## PROBLEM TO WORK ON
Locate every line in the records below that contains the string "green" and copy each of those lines. Case counts when matching.

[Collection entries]

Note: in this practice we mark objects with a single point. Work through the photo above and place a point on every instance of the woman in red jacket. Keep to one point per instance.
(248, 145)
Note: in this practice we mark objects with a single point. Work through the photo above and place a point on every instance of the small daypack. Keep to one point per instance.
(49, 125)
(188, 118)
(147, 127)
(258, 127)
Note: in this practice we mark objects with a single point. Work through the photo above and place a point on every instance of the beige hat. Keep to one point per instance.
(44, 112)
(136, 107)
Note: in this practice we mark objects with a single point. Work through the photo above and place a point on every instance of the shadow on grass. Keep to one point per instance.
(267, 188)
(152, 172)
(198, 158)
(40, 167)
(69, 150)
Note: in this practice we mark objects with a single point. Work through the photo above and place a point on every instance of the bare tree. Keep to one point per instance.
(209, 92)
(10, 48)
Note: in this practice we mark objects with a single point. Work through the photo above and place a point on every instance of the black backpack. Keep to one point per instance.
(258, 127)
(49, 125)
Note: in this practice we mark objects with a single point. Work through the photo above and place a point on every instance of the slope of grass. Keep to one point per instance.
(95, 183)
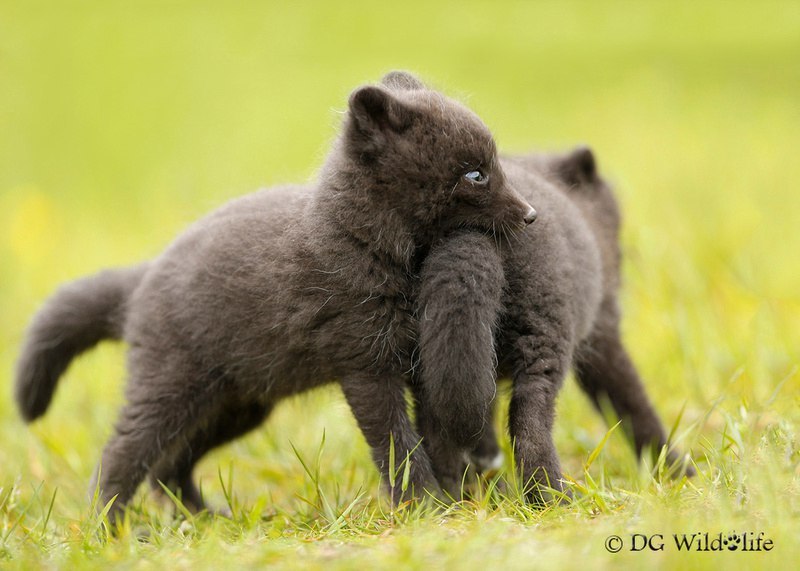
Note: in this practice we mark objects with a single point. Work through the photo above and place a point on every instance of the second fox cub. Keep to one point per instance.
(528, 308)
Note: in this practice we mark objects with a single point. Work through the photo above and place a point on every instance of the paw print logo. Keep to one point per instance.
(732, 542)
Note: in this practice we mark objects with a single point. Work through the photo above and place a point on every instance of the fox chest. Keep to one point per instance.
(373, 334)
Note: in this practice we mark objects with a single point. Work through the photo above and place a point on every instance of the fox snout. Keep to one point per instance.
(523, 212)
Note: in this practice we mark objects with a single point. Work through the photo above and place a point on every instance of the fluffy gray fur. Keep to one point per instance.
(281, 291)
(527, 307)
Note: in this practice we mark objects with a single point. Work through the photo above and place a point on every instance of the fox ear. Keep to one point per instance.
(577, 167)
(376, 109)
(402, 80)
(375, 115)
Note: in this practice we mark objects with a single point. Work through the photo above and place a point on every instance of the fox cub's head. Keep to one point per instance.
(429, 159)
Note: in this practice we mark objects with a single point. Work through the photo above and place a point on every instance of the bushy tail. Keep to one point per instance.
(76, 318)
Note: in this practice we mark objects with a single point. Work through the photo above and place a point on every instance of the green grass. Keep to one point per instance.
(120, 123)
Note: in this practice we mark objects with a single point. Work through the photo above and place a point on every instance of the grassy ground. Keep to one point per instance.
(122, 122)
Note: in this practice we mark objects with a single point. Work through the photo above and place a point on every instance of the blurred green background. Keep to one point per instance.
(122, 122)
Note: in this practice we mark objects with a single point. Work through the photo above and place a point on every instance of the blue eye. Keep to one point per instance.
(476, 176)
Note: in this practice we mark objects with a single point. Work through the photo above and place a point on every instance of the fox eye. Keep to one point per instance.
(477, 176)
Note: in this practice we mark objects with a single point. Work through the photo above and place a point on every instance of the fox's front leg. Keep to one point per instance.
(380, 407)
(458, 306)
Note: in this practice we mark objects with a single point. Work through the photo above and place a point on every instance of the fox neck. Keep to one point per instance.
(350, 206)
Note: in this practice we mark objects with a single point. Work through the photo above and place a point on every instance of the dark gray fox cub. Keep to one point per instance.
(527, 308)
(281, 291)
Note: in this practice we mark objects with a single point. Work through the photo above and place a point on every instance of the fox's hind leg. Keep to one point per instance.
(605, 371)
(168, 399)
(175, 471)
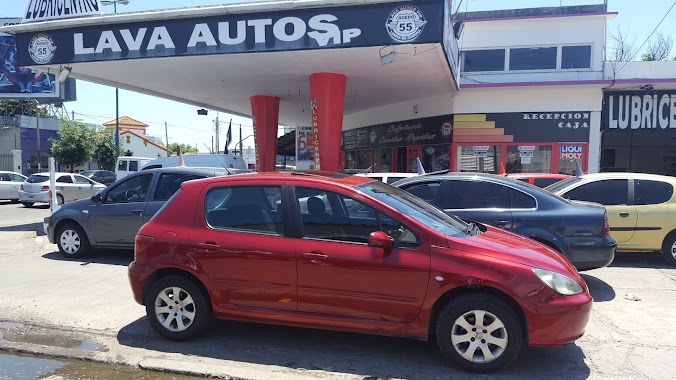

## WRITTEN SOLUTION
Note: in this practice we mark objects with a single point. Work through the photo above and place a point on every instance of the green grass. Keep to one point per instance.
Note: in this practice we mark objects with a single point. Work through the photo above and place a point on every instance of the blurred green background. Keep to one point per instance.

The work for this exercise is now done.